[[ Selected text, beginning ]]
Sun, 29 Aug 2010
Assembly is hard because it's not decomposable
(with Adina Howe, Jason Pell, Rosangela Canino-Koning, and Arend Hintze).
Introduction
A few weeks ago I blogged a bit about a k-mer filtering system, khmer, that we were using to reduce metagenomic data to a more tractable size by throwing out error-prone reads (see A memory efficient way to remote low-abundance k-mers from large DNA data sets). No sooner had we tried that, than did we realize that we were probably primarily throwing away good, if low-abundance data (see Illumina reads and their features). No matter: we couldn't assemble the original data sets anyway, so we had to get rid of some of it, right?
The subject of this blog post is not on how to best throw away data. (I'll address that in a few weeks.) Instead, it's on why we have to throw away data in the first place. More precisely,
Why is assembly hard?
First, some background. Imagine you have some long-ish strings (1mn - 200 mn in length), composed of only the letters A, C, G, and T, and you want to know what the sequence of the strings is. You can't actually read the sequences directly; they're too physically small. But you can randomly retrieve short subsequences ~100-1000 letters in length from the original long sequences. You don't know where they're from on the original sequence, or even which of the original sequences they're from. And the process of retrieval is error-prone, so you can't even trust the exact sequence you get. But you do know that, by and large, the short sequences are mostly correct; and (the most important bit) that you can get as many of these short sequences as you want, within $$ limitations.
From this kind of information you want to reconstruct the original sequences.
This is a basic description of the process of shotgun sequencing, in which you take DNA, shred it, and then sequence from it randomly -- many, many times. And it lays out the basic problem of assembly, too: you want to figure out how to reconstruct the original sequences from the little subsequences that you actually have.
If you are a computer scientist, you can probably already think of some basic ways to proceed. For example, you could do an all-by-all comparison of the short sequences, lay out which ones overlap and how, build a map of the overlaps, and try to build a tiling path that maximizes the connectivity of your map. Voila! Some approximation of the original sequences results! This approach is known as the overlap-layout-consensus approach, where at the end you produce a consensus view of the original sequence based on all the reads you have.
If you are a computer scientist or someone who programs for a living, you will also immediately recognize this as a rilly rilly hard problem! Forget biological peccadilloes; just doing this efficiently for large collections of sequences is computationally quite difficult. In particular, the all-by-all comparison is brutal: the number of comparisons scales as N**2 with the number of sequences N, so even if it's relatively efficient to compare two sequences, the problem behaves poorly as your data set grows. Plus, building a map of the overlaps is another hard problem: holding all that information in memory requires (yep!) O(N**2) memory, which is not cheap.
[[ Selected text, end ]]
[[ Data listing, beginning ]]
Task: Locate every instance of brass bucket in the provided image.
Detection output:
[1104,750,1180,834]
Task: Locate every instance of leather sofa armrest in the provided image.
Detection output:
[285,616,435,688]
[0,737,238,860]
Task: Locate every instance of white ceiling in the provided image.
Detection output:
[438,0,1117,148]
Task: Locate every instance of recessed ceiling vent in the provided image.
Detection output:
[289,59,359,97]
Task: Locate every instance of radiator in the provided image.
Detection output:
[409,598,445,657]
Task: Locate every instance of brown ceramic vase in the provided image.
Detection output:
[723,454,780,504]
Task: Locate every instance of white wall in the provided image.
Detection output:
[[ Data listing, end ]]
# [Work instructions]
1) Translate this sentence from the blog post on genome assembly into Spanish: "From this kind of information you want to reconstruct the original sequences."
2) Reproduce word for word the passage of the blog post on genome assembly starting at "This is a basic" and ending at "you actually have.".

# [Solved problems]
1) A partir de este tipo de información, quieres reconstruir las secuencias originales.

2)
This is a basic description of the process of shotgun sequencing, in which you take DNA, shred it, and then sequence from it randomly -- many, many times. And it lays out the basic problem of assembly, too: you want to figure out how to reconstruct the original sequences from the little subsequences that you actually have.